## Exercise prompt
Substitute "mark a single point on each instance" for "set one point on every instance" throughout the records below and reproduce every line with no other change. Leave the pictures out of your output.

** Begin Dataset rows **

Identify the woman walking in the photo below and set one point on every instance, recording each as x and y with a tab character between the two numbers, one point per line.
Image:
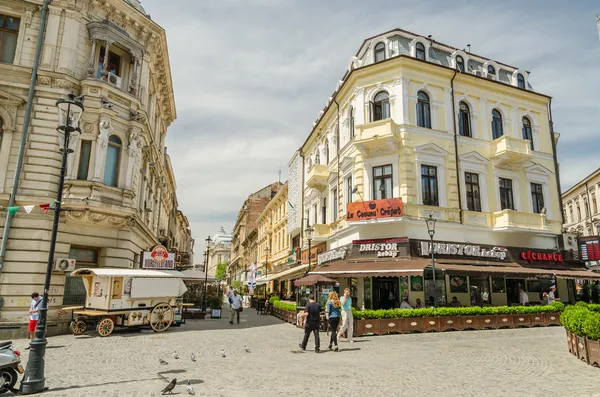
333	314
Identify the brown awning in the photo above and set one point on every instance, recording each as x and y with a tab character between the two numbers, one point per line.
403	267
517	271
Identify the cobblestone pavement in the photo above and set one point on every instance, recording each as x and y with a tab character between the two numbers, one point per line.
520	362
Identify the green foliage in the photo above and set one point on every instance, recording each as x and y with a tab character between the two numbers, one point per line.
221	272
290	307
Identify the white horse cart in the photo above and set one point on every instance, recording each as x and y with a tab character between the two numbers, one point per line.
127	298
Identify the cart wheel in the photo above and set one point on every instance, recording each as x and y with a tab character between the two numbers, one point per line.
161	317
105	327
78	326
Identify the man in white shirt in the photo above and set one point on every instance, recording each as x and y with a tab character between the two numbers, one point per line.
523	297
236	306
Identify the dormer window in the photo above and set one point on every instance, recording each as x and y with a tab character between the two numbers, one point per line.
420	51
380	52
460	63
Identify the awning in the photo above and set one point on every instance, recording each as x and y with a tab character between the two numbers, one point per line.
403	267
517	271
275	276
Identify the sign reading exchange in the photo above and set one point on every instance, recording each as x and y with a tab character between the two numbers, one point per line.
376	209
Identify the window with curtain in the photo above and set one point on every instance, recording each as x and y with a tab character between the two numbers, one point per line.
423	110
380	52
497	129
506	194
380	107
460	63
113	154
420	51
429	184
537	197
84	160
520	81
464	119
527	134
9	32
382	182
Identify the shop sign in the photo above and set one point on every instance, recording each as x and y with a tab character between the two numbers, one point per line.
333	255
386	248
531	256
158	259
376	209
463	250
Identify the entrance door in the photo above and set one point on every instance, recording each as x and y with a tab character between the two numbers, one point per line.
512	290
386	292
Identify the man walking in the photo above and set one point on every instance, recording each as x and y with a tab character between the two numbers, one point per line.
312	312
236	306
347	319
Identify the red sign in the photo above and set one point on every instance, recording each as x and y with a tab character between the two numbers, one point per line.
530	256
376	209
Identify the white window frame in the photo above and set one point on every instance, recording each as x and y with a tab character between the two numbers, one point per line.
432	155
392	159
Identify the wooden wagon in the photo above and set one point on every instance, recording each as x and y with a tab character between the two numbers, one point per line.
127	298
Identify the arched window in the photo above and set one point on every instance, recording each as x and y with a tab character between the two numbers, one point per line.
520	81
423	110
379	52
464	119
113	157
460	63
380	106
420	51
497	130
527	134
351	121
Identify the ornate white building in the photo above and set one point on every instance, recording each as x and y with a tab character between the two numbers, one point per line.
120	192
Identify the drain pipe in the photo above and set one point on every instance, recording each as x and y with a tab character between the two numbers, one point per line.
460	210
24	132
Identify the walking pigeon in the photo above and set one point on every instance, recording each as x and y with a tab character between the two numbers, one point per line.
190	389
169	387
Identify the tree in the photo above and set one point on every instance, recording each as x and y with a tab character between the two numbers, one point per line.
221	272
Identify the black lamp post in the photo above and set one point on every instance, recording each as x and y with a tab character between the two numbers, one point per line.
309	235
208	241
431	230
69	113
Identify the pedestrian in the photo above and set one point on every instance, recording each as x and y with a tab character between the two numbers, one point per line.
236	306
347	319
333	313
34	314
312	315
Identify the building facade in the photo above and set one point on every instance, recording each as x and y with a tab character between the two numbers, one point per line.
244	225
418	128
120	193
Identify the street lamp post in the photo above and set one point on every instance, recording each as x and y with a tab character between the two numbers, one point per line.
208	241
431	230
69	113
309	234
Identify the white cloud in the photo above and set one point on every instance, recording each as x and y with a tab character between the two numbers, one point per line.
250	77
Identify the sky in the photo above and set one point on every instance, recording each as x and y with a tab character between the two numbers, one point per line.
250	77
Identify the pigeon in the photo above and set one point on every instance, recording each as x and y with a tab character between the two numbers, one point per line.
170	387
190	389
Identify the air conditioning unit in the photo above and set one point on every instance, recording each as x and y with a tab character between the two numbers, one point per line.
114	80
64	264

** End Dataset rows **

## Reply to the exercise
Identify the woman walking in the photo below and mark a single point on each instance, recording each as x and y with a tab character between the two numbers, one point per line.
Image:
333	314
Identify the brown awning in the photo above and mark a single point on each instance, recording each as x and y with a tab character between the two numbers, one point per line.
403	267
517	271
Identify the cobblestone pavement in the photo above and mark a single point on each instance, recording each as x and y with a tab character between the two numbers, one point per line.
520	362
Identify the green foliage in the photo above and mark a single point on each instance, recording each as x and y with a tab character between the two numbers, one point per line.
221	272
290	307
Identify the white horse cart in the photo above and mark a single point on each instance, recording each as x and y with a tab character between the two numbers, one point per line.
127	298
Identify the cart wheel in the photo above and mark a single point on each instance, recording each as x and y with a tab character between the two numbers, one point per line.
161	317
105	327
78	326
Identify the man in white shirt in the photo above and mark a single point on each instance, recording each as x and y with a tab character between the two numbers, one point per line.
523	297
236	306
Identify the dormer window in the photo above and mark a single point on each instance, recording each as x and y with a tab character between the two numbers, one point per line.
420	51
380	52
460	63
Identify the awning in the photo above and mark a single point on each instance, recording each as x and y with a tab character between the two numbers, one point per line.
403	267
517	271
275	276
Identify the sign reading exchange in the photo above and mark a single point on each instance, recording each as x and y with a tab character between the two numbers, one point per line.
376	209
Identify the window with curtain in the photo above and mark a single point on each instance, recording each as x and y with a tab character between the two numbers, one point per line.
423	110
380	52
497	129
506	194
380	107
460	63
113	154
420	51
429	184
537	197
84	160
520	81
464	119
527	134
9	32
382	182
Identify the shop sign in the photo above and mark a single point on each instance, recording each as x and y with a tab character between the two numbers, one point per line.
333	255
386	248
531	256
158	259
376	209
463	250
Identify the entrance door in the photo above and mark a single point on each instance, recording each as x and y with a tab character between the two numbers, one point per line.
512	290
386	292
Identify the man walking in the photo above and mark a single point on each instance, recording each as x and y with a tab character between the two numbers, one point per line.
312	312
236	306
347	319
Identify the red sign in the photo above and mark a single point on each instance, recording each as x and y with a tab character between the two numbers, one point per line.
530	256
376	209
Identify the white window frame in the photo above and mark a single point on each instance, recording each as x and y with a tab character between the two numbers, one point per line.
432	155
392	159
Identify the wooden wagon in the photo above and mark a single point on each instance, recording each as x and y with a tab character between the two numbers, one point per line.
127	298
Identify the arched window in the photo above and mark a single point on each instance, recording each as x and y with a tab character between the two numbers, one point per line.
520	81
423	110
379	52
464	119
113	157
460	63
380	106
420	51
497	130
527	134
351	121
Identify the ornate white building in the photo above and mark a single point on each instance, recording each as x and y with a tab character between the two numbers, one point per line.
120	192
Identify the drain pipe in the photo above and mark a single point on each instance, recording each as x and y with a tab character between the two numbers, one point per line.
460	210
24	132
Identify the walking pigeon in the photo above and mark a single point on each instance, recording each as x and y with a tab character between the two numbers, one point per line.
190	389
169	387
Identify the tree in the photo above and mark a single point on each instance, recording each as x and y with a tab character between the two numbers, one point per line.
221	272
Identify the black lamp post in the photo above and mark a single point on each instance, recording each as x and y with a tab character between the two numbers, one point per line.
309	235
208	241
431	230
69	113
Identify the pedestrian in the photo above and mark a single point on each instance, recording each as x and y with a tab character between the two numbers, one point per line.
236	306
347	319
333	313
34	314
312	315
Identify the building facade in the photo above and mark a single point on each instance, recording each as x and y with a tab character between the two numbers, one point per line.
244	225
418	128
120	193
Identify the street lamp post in the photo above and mark a single point on each instance, recording each as x and y with a tab character between the two numbers, one point per line.
208	241
431	230
69	113
309	234
Identify the white cloud in the photo above and mark a single point on each instance, recording each as x and y with a tab character between the two numbers, one point per line.
250	77
Identify the sky in the photo above and mark a single point on each instance, recording each as x and y with a tab character between the two numbers, one point per line.
250	77
Identify the pigeon in the photo above and mark a single point on each instance, recording each as x and y with a tab character between the two numbers, one point per line.
170	387
190	389
Identify the air conditioning unit in the photo above and mark a single point on each instance, recording each as x and y with a tab character between the two numbers, one point per line.
114	80
64	264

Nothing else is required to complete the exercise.